=== Information provided ===

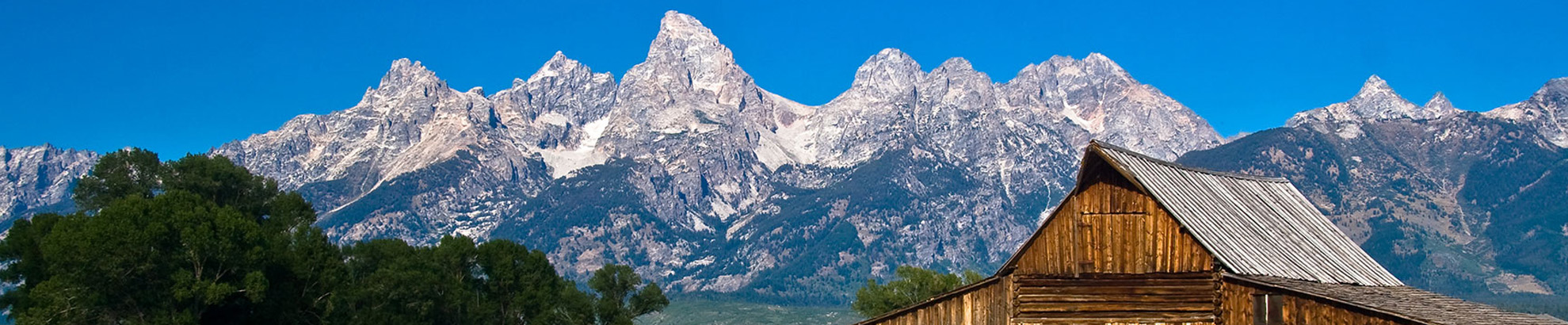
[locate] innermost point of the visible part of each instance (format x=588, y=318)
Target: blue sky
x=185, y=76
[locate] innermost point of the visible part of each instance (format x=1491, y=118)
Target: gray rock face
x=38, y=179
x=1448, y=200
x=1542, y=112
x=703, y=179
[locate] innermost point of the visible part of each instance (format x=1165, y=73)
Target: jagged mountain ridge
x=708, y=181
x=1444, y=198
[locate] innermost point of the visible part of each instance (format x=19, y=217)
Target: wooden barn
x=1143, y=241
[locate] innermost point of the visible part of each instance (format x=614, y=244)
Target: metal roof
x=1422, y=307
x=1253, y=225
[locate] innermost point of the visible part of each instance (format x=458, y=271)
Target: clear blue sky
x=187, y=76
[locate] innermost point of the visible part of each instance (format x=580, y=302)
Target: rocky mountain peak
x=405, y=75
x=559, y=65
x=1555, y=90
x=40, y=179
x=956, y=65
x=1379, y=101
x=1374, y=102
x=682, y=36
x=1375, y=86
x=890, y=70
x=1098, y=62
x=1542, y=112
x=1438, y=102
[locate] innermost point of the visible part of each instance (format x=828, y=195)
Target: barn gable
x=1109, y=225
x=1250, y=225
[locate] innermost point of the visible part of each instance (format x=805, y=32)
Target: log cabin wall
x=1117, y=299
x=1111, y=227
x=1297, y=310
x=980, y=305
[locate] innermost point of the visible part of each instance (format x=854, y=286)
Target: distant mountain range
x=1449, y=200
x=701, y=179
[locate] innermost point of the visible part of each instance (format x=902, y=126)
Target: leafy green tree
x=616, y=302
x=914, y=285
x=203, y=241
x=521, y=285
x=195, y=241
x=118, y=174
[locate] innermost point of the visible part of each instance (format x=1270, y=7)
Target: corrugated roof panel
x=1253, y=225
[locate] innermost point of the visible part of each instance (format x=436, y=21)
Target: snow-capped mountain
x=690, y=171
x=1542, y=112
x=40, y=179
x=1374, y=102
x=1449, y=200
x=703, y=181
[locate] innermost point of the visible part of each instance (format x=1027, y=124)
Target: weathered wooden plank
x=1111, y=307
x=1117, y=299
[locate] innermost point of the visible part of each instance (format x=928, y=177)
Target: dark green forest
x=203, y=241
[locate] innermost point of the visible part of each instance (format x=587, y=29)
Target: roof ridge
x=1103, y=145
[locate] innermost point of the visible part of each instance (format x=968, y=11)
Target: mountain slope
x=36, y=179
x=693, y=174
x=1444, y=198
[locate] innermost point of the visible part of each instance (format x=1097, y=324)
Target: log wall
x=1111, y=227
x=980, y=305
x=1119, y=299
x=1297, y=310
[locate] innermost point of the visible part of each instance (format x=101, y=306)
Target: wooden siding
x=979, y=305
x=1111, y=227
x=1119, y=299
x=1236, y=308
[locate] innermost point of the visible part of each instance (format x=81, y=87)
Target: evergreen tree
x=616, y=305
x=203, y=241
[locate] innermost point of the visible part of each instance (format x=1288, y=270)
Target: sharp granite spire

===

• [What you will do] Keep every word of the material exactly as given. Drop the pictures.

• [Response area]
[locate] innermost point of the visible part of each instance (format x=588, y=318)
Target: blue sky
x=185, y=76
[locate] innermost point of the visible part of each instance (format x=1491, y=118)
Target: gray rock face
x=38, y=179
x=1448, y=200
x=1542, y=112
x=703, y=179
[locate] innermost point of the visible part of each instance (format x=1165, y=73)
Target: jagged mountain ridge
x=708, y=181
x=1444, y=198
[locate] innermost point of the visible part of each instance (format x=19, y=217)
Target: wooden barn
x=1143, y=241
[locate] innermost point of the visible part of each instance (format x=614, y=244)
Target: metal roof
x=1422, y=307
x=1253, y=225
[locate] innermost point of the visible part of each instance (format x=458, y=271)
Target: clear blue sky
x=187, y=76
[locate] innermost point of the visible part of each instance (format x=580, y=302)
Target: rocky mountain peak
x=405, y=75
x=559, y=65
x=1555, y=90
x=40, y=179
x=956, y=65
x=1379, y=101
x=1374, y=102
x=682, y=36
x=1375, y=86
x=890, y=70
x=1098, y=62
x=1542, y=112
x=1438, y=102
[locate] innermost point of the visible part of each instance (format x=828, y=195)
Target: barn gable
x=1109, y=225
x=1250, y=225
[locate] innermost point of the visible part of each instance (format x=805, y=32)
Target: log cabin wall
x=1117, y=299
x=1111, y=227
x=1297, y=310
x=980, y=305
[locate] innermost point of the visible part of each instance (format x=854, y=286)
Target: distant mountain range
x=1449, y=200
x=701, y=179
[locate] innermost point of the visible part of each instance (format x=902, y=126)
Target: leafy green tree
x=616, y=302
x=914, y=285
x=203, y=241
x=521, y=285
x=195, y=241
x=118, y=174
[locate] innermost point of the visible part of each instance (format x=1270, y=7)
Target: corrugated roof panel
x=1253, y=225
[locate] innermost point of the visible part of each instance (format x=436, y=21)
Target: snow-capped mountain
x=690, y=171
x=1542, y=112
x=40, y=179
x=1374, y=102
x=1449, y=200
x=703, y=181
[locate] innermost point of the visible part of each instance (format x=1027, y=124)
Target: weathered wooden plank
x=1111, y=307
x=1117, y=299
[locate] innermost point of the visible part of each instance (format x=928, y=177)
Target: dark green forest
x=203, y=241
[locate] innermost point of the visible part of each instance (format x=587, y=29)
Target: roof ridge
x=1103, y=145
[locate] innermost point of the visible part of each instance (format x=968, y=11)
Target: mountain slope
x=36, y=179
x=693, y=174
x=1444, y=198
[locate] innermost point of the visible part of each instance (format x=1097, y=324)
Target: log wall
x=1111, y=227
x=980, y=305
x=1119, y=299
x=1297, y=310
[locate] innermost point of the visible part of each instance (format x=101, y=306)
Target: wooden siding
x=979, y=305
x=1111, y=227
x=1119, y=299
x=1236, y=308
[locate] innermost point of the visible part of each instance (format x=81, y=87)
Target: evergreen tree
x=616, y=305
x=203, y=241
[locate] innermost point of the visible part of each instance (format x=1288, y=270)
Target: sharp granite spire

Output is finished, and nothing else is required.